Retype the records in full, keeping each character as it is.
** DATA FOR ANALYSIS follows **
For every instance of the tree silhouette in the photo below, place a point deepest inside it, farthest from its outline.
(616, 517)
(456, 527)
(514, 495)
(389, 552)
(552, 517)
** End of DATA FOR ANALYSIS **
**RESULT OF THIS TASK:**
For every instance of the tree silhouette in the photo below, place a point deepest inside it, farthest from its outline.
(616, 517)
(456, 527)
(514, 495)
(389, 552)
(552, 517)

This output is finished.